- _Listing of entries on locating named things_:
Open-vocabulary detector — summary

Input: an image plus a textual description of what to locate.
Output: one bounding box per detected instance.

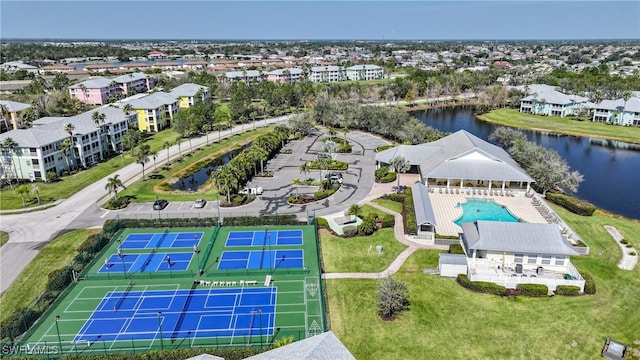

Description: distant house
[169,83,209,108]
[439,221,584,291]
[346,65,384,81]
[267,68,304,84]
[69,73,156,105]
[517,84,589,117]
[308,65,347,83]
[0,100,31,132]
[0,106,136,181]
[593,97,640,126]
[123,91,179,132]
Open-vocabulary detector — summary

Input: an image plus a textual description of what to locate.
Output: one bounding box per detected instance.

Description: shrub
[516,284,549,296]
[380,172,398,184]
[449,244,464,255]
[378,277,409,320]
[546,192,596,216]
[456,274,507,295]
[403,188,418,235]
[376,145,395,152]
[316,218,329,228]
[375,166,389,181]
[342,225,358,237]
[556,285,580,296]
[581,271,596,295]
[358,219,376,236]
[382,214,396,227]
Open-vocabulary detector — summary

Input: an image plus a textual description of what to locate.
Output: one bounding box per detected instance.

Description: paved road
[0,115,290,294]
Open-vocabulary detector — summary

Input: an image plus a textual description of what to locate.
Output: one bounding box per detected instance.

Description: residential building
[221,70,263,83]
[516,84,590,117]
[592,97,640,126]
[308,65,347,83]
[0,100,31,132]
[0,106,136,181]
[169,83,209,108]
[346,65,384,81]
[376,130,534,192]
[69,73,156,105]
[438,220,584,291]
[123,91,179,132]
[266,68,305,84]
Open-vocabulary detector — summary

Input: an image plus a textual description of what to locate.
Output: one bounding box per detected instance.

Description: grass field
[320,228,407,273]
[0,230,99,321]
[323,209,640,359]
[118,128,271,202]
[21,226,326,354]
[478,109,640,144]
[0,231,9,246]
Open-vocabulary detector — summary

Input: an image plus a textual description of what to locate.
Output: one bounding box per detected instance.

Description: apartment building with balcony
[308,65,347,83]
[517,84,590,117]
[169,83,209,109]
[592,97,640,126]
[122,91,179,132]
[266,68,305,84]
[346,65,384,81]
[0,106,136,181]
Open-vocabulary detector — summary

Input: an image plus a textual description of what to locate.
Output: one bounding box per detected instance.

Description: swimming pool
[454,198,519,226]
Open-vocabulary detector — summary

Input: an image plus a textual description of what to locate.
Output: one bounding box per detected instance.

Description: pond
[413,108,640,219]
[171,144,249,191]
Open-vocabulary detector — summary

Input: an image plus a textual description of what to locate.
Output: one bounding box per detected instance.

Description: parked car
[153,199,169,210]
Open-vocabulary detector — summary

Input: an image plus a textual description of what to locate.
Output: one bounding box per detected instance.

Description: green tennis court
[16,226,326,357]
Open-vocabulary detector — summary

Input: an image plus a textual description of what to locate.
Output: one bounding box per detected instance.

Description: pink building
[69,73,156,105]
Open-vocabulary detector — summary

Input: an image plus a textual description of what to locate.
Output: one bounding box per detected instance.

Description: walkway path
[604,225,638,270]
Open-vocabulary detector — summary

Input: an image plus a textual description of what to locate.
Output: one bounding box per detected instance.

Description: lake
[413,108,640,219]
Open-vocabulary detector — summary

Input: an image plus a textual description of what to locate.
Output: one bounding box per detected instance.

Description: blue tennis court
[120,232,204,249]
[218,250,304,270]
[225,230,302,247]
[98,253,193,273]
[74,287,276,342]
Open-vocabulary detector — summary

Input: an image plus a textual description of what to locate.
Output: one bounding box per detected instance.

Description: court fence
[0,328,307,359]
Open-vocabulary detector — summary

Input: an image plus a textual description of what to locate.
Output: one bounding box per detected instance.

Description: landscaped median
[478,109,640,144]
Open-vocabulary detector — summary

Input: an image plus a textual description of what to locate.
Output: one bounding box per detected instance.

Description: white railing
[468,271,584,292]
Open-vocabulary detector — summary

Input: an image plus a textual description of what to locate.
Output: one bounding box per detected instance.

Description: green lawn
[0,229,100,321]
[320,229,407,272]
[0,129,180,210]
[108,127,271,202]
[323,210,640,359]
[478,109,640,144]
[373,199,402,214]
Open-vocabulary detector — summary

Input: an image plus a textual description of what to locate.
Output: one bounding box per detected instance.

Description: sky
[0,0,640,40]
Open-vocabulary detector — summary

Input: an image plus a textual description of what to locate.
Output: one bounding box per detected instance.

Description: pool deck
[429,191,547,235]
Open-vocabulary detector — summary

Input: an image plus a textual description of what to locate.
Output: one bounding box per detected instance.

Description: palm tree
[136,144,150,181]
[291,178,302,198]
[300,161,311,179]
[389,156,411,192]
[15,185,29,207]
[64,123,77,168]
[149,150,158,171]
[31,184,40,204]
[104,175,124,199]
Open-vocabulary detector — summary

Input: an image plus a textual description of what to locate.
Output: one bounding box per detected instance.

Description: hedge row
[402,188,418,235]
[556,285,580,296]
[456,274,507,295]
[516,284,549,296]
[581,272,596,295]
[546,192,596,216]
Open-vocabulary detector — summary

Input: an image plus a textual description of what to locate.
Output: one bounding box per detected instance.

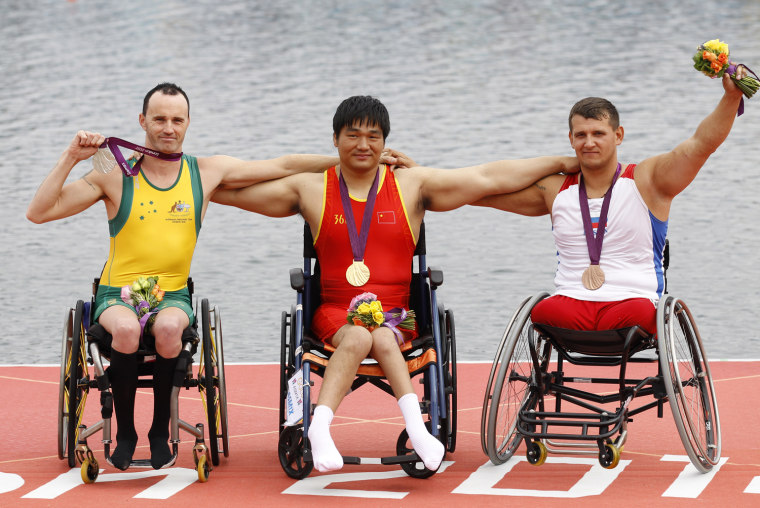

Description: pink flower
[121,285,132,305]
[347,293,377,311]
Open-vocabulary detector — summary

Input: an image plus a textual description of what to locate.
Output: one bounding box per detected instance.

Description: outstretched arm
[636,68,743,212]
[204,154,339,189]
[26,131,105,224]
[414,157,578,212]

- _BRIEF_:
How many lines of the listing above contain the word "pink"? Give only the number.

- _SOLUTION FOR THIS EXERCISE_:
2